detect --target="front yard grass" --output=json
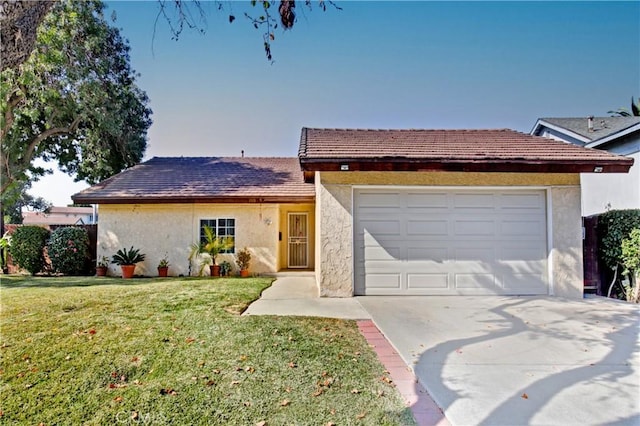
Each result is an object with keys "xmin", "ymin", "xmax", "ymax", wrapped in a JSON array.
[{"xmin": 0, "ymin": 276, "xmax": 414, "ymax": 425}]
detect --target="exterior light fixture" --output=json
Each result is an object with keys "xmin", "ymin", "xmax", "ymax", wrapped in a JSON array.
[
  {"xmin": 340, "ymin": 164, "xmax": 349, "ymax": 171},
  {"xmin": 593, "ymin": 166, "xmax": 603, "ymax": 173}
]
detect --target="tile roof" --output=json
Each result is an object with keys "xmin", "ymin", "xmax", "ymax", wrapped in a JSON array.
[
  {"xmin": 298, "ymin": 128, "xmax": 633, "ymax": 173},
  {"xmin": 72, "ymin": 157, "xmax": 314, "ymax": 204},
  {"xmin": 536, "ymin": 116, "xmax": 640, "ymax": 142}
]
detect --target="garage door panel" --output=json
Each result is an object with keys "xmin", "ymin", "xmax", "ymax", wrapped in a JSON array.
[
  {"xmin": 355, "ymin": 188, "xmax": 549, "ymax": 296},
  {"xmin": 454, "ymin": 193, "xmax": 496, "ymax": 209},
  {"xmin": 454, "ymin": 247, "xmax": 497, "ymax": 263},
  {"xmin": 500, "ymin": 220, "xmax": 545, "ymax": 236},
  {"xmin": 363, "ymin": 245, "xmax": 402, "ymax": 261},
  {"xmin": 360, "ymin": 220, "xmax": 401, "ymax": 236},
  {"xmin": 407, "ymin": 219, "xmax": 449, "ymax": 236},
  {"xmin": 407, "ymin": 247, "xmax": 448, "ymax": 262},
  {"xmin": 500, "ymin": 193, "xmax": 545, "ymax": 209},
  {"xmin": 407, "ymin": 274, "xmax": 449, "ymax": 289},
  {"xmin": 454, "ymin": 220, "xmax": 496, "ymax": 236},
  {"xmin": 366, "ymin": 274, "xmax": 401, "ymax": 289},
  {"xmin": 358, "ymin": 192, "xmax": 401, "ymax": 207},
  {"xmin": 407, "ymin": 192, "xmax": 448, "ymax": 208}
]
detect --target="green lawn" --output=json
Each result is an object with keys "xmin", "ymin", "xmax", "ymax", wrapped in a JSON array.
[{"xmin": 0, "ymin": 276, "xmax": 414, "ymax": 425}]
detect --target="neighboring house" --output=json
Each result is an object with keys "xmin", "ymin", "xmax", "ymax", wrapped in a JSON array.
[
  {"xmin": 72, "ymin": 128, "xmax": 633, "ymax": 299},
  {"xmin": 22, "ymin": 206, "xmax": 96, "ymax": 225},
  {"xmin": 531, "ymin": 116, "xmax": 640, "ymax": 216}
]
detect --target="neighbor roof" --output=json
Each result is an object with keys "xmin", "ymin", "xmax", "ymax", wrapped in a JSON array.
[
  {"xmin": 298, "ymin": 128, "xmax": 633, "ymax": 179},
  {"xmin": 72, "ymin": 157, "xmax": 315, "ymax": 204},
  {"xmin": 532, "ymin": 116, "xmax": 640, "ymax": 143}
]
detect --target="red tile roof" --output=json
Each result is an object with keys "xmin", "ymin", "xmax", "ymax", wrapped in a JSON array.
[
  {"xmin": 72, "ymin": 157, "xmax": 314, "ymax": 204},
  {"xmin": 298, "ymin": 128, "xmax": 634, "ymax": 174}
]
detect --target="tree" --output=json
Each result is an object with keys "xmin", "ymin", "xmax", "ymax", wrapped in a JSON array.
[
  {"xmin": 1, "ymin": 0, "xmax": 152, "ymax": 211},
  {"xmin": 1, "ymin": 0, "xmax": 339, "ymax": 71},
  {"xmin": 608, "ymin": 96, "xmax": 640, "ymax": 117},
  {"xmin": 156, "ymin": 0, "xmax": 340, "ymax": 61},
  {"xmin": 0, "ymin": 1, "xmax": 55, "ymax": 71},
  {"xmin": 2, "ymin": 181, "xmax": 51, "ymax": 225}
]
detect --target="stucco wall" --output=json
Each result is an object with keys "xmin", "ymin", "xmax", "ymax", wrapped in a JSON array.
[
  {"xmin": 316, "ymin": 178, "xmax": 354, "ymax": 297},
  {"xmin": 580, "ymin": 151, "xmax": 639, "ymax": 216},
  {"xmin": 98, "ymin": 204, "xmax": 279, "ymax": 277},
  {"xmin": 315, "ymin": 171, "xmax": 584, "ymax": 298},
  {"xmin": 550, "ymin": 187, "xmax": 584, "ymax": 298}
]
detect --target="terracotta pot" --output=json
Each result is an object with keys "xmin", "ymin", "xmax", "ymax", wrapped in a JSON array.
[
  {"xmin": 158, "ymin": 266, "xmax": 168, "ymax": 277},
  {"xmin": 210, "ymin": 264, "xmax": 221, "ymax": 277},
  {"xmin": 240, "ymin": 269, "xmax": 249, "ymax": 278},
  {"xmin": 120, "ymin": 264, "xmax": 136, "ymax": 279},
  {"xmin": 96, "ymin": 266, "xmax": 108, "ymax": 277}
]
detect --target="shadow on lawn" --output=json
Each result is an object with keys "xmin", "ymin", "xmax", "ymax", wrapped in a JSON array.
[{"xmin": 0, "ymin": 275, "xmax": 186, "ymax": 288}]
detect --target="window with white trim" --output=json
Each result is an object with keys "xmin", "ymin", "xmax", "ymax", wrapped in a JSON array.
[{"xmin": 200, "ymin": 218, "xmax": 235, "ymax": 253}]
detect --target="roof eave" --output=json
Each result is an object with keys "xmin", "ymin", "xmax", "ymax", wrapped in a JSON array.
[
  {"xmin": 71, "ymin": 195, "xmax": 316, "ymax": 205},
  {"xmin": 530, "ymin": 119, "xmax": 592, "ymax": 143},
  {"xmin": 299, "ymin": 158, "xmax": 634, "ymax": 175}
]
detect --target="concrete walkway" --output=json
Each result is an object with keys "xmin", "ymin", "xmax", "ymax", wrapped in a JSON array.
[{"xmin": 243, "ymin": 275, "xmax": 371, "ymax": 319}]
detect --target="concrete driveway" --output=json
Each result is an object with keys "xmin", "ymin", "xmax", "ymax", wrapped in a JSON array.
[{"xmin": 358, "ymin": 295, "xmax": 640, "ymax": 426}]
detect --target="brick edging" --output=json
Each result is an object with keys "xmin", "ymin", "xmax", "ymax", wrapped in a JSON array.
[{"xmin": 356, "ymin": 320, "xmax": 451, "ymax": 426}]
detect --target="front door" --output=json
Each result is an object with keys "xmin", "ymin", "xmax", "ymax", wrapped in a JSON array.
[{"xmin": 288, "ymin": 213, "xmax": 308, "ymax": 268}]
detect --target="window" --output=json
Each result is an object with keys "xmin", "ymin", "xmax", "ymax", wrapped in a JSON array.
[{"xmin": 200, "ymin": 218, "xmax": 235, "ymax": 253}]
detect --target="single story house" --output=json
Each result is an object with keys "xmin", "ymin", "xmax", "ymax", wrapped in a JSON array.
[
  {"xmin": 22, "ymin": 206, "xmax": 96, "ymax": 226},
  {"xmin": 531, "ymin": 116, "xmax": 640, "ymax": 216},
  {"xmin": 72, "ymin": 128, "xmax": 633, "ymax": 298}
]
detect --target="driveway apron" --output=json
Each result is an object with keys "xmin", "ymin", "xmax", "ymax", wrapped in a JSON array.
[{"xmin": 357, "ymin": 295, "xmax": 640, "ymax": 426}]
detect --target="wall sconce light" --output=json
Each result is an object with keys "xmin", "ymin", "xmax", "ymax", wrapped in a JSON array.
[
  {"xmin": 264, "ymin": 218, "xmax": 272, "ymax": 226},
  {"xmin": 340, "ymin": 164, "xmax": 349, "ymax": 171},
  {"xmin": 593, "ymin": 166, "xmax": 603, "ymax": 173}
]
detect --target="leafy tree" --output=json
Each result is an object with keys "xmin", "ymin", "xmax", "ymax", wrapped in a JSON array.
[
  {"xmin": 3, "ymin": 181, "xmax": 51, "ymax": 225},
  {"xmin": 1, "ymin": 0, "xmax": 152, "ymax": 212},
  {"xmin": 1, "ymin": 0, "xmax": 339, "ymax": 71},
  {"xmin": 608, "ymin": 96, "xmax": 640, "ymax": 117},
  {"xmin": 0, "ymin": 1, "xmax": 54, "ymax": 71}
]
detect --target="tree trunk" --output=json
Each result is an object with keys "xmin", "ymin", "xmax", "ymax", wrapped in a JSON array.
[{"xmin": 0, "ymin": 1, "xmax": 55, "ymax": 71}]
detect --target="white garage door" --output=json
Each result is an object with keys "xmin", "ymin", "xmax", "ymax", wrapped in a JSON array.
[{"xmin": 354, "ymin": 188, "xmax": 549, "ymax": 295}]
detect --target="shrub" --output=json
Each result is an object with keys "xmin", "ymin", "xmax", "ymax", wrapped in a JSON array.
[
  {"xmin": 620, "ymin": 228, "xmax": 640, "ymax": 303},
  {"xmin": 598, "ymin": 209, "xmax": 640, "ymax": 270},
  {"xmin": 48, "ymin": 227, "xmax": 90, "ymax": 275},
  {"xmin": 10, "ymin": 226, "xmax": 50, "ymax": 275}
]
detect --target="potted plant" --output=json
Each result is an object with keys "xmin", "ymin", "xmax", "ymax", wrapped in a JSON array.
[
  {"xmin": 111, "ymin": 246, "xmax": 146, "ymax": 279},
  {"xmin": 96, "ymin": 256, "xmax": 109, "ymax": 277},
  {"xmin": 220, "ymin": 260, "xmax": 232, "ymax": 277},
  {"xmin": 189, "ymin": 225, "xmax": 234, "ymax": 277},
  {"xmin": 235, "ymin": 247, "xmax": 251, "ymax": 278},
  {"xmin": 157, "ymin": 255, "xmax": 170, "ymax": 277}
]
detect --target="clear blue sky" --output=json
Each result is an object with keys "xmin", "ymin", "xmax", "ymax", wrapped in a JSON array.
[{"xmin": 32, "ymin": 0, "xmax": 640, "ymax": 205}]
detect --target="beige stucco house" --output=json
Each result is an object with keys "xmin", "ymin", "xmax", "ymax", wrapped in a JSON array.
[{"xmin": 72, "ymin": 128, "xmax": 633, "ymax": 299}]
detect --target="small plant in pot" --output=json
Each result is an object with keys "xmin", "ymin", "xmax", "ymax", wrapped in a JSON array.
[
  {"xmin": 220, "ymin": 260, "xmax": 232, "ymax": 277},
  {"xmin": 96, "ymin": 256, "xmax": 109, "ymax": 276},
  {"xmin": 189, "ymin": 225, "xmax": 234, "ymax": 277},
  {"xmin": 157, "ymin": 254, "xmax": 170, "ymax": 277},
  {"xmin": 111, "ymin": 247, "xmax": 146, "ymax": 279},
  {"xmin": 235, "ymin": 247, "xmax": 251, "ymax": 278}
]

----

* About this exercise
Please go through the data and copy each line containing the word "tile".

* Result below
detect --target="tile roof" --output=json
detect --target="red tile roof" --output=json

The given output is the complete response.